> _Directions for this task_
Please print the whole listing below line for line, with nothing changed.

## Begin

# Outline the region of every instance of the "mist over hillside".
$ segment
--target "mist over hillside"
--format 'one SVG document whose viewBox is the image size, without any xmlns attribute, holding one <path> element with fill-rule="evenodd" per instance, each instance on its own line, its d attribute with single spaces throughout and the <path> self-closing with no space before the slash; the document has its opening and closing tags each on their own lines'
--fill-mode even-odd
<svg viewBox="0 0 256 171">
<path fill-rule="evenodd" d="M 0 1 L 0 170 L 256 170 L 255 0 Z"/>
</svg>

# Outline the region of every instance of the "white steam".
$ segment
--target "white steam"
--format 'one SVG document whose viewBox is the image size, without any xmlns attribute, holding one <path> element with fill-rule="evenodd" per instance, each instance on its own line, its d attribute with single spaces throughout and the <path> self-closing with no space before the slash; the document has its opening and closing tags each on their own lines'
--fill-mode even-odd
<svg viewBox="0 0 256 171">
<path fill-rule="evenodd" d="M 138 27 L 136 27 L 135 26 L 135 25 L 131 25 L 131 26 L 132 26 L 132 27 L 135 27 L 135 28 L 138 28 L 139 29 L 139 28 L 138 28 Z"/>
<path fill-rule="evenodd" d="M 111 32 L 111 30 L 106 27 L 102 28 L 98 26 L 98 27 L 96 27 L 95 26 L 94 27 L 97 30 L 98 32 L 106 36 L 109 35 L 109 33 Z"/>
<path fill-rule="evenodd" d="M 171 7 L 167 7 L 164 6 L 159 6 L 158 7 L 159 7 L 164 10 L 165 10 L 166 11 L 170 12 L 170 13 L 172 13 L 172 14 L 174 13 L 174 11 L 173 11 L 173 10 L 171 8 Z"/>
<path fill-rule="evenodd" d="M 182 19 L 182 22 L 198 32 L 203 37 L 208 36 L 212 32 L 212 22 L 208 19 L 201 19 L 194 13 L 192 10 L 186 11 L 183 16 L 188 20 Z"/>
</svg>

## End

> _Expected answer_
# Outline the region of every instance of the "mist over hillside".
$ segment
--target "mist over hillside"
--format 'one SVG document whose viewBox is the image size, without any xmlns attribute, holding one <path> element with fill-rule="evenodd" per instance, each instance on its own line, its d attribute with single spaces throughout and the <path> self-closing with no space before the slash; the document has its opening and closing tags each on their own lines'
--fill-mode even-odd
<svg viewBox="0 0 256 171">
<path fill-rule="evenodd" d="M 0 1 L 0 170 L 256 170 L 255 0 Z"/>
</svg>

# Outline the region of every instance of the "white steam".
$ segment
--target "white steam"
--format 'one SVG document whose viewBox is the image size, without any xmlns attribute, holding one <path> element with fill-rule="evenodd" per instance, each instance on its own line, its d attribute with single spaces throughout and the <path> self-closing with no space before the slash; the document has its opening and closing tags each on their own lines'
--fill-mode even-odd
<svg viewBox="0 0 256 171">
<path fill-rule="evenodd" d="M 138 27 L 136 27 L 135 26 L 135 25 L 131 25 L 131 26 L 132 26 L 132 27 L 135 27 L 135 28 L 138 28 L 139 29 L 139 28 L 138 28 Z"/>
<path fill-rule="evenodd" d="M 111 32 L 111 30 L 106 27 L 102 28 L 98 26 L 98 27 L 96 27 L 95 26 L 94 27 L 97 30 L 98 32 L 106 36 L 109 35 L 109 33 Z"/>
<path fill-rule="evenodd" d="M 171 7 L 167 7 L 164 6 L 159 6 L 158 7 L 159 7 L 164 10 L 165 10 L 166 11 L 170 12 L 170 13 L 172 13 L 172 14 L 174 13 L 174 11 L 173 11 L 173 10 L 171 8 Z"/>
<path fill-rule="evenodd" d="M 182 19 L 182 22 L 198 32 L 203 37 L 208 36 L 212 32 L 212 22 L 208 19 L 201 19 L 194 13 L 192 10 L 186 11 L 183 16 L 188 20 Z"/>
</svg>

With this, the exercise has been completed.